● **What is required**
Rewrite the paragraph beginning "The world has lost 19 per cent" from the climate news excerpts below as a short bulleted list, keeping its main facts.

Heat Is Online – Reuters News Service, Dec. 15, 2008

time’s up

The world has lost 19 per cent of its coral reefs: a further 15 per cent are threatened within the next 10 to 20 years, and a further 20 per cent could be lost in 20 to 40 years, according to a report sponsored by the US and Australian governments.

Releasing the report in Washington, Clive Wilkinson, co-ordinator of the Global Coral Reef Monitoring Network, siad the forecasts did not take into acocunt the impact of climate change.

“We have about eigth to 10 years to do something about it Carbon dioxide is currently at 380 parts per million. We need to do something before it reaches 450 parts per million,” he said.

The Age (Australia), 12 Dec 2008 – screen copy held by his website

trout drought

According to a 2002 study by the Natural Resources Defense Council and Defenders of Wildlife, a warming planet does not bode well for species that thrive in cold streams.

The study found that “global warming is likely to spur the disappearance of trout and salmon from as much as 18 to 38 percent of their current habitat by the year 2090.”

A 2011 study published in the Proceedings of the National Academies of Science produced “models [which] forecast significant declines in trout habitat across the interior western United States in the 21st century,” reported The New York Times.

The study claims, “The decline will have significant socioeconomic consequences as recreational trout fisheries are valued in the hundreds of millions of dollars in the United States alone.”

Huffington Post

cold water poured on artificial clouds!

A controversial proposal to create artificial white clouds over the ocean in order to reflect sunlight and counter global warming could make matters worse, scientists have warned.

The proposed scheme to create whiter clouds over the oceans by injecting salt spray into the air from a flotilla of sailing ships is one of the more serious proposals of researchers investigating the possibility of “geoengineering” the climate in order to combat global warming.

● **Raw data**
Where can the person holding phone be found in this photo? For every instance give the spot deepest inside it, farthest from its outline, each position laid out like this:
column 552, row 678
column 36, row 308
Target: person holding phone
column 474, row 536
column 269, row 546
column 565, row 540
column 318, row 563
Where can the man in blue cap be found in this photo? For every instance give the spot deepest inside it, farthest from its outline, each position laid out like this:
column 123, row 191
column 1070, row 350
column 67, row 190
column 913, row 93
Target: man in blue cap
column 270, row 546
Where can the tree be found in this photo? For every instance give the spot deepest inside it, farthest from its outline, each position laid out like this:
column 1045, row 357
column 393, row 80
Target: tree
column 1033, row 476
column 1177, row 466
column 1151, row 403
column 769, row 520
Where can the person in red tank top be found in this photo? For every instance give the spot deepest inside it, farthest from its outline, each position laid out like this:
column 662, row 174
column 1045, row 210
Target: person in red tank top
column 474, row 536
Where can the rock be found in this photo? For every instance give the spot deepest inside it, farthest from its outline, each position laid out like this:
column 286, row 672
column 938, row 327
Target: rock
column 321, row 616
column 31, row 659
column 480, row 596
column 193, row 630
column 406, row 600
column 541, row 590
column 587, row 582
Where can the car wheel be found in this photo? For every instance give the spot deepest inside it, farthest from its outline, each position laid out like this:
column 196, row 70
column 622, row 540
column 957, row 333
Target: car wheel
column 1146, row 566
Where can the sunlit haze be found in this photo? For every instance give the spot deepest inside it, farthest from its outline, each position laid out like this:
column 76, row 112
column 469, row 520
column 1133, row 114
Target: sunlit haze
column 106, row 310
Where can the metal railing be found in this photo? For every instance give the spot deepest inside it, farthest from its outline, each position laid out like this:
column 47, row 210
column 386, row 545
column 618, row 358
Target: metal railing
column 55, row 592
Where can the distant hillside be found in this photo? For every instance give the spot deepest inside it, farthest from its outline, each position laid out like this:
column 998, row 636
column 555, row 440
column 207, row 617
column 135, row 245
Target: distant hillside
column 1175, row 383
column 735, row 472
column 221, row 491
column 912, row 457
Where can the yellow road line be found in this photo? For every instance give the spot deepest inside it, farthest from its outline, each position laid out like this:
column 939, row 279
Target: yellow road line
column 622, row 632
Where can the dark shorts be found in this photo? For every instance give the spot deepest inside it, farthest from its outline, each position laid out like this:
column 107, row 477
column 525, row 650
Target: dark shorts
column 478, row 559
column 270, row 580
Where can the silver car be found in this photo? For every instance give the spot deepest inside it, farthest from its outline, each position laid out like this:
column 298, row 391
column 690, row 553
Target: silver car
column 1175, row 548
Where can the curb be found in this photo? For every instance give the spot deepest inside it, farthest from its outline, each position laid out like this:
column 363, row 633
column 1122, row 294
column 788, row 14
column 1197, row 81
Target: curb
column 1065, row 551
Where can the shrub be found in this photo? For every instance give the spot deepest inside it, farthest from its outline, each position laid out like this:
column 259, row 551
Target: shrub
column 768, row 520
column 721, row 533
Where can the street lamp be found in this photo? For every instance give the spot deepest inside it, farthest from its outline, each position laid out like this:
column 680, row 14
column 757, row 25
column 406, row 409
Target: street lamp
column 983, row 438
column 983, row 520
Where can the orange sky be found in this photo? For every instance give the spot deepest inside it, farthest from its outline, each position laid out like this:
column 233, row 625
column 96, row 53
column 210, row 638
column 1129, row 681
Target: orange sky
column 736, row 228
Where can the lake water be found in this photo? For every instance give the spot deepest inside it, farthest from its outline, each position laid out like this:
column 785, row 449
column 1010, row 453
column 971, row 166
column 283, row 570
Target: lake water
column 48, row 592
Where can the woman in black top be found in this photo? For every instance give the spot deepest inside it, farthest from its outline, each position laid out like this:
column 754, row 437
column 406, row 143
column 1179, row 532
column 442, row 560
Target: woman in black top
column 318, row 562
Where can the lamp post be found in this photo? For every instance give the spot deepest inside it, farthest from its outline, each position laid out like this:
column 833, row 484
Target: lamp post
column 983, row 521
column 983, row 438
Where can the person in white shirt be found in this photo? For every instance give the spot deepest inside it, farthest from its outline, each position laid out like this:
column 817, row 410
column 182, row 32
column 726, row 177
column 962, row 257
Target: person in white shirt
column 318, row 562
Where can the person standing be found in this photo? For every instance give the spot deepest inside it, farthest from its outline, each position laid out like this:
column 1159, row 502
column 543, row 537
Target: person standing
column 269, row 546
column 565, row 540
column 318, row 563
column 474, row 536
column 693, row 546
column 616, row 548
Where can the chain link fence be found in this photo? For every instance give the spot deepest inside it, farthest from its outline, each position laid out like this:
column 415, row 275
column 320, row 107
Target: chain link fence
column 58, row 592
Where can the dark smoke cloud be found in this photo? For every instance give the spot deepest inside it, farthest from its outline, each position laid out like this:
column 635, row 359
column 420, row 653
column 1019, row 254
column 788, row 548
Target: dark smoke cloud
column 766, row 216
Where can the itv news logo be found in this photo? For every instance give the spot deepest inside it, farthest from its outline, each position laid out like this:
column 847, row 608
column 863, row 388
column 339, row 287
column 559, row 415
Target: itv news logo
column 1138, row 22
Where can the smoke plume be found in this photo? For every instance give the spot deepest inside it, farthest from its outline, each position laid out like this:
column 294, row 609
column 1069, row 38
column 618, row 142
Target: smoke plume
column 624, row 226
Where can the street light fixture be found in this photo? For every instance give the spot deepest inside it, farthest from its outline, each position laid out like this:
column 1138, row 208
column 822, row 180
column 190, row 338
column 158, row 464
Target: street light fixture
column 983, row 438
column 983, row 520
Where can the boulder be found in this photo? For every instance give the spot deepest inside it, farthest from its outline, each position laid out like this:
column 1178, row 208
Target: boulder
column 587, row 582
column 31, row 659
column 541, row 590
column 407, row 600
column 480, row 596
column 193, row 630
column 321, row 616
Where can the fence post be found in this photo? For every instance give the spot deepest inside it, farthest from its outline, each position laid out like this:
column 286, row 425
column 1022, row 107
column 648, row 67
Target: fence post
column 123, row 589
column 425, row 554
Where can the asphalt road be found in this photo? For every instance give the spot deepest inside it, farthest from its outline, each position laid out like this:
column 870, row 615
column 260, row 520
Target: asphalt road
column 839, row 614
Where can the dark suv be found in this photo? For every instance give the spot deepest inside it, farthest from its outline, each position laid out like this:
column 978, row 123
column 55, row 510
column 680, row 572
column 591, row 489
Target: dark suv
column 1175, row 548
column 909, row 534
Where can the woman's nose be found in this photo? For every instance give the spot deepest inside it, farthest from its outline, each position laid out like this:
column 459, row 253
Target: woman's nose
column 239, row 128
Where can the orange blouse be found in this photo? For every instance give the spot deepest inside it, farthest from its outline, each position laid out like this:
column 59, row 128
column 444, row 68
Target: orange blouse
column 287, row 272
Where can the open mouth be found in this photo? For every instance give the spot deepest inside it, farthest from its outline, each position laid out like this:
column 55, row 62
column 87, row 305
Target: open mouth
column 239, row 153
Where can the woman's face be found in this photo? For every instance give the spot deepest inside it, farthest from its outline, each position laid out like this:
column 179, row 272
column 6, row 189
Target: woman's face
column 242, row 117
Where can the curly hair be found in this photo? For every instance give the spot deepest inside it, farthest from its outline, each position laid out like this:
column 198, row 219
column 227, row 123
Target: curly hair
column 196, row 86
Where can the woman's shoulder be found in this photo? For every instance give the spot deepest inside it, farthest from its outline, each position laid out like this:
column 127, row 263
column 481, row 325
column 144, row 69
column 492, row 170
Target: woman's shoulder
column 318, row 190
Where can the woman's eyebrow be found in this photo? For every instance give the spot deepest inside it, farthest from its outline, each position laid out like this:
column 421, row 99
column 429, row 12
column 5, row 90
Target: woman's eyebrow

● **Finished task**
- 19 percent of the world's coral reefs have been lost.
- Another 15 percent are threatened within the next 10 to 20 years.
- A further 20 percent could be lost in 20 to 40 years.
- Source: a report sponsored by the US and Australian governments.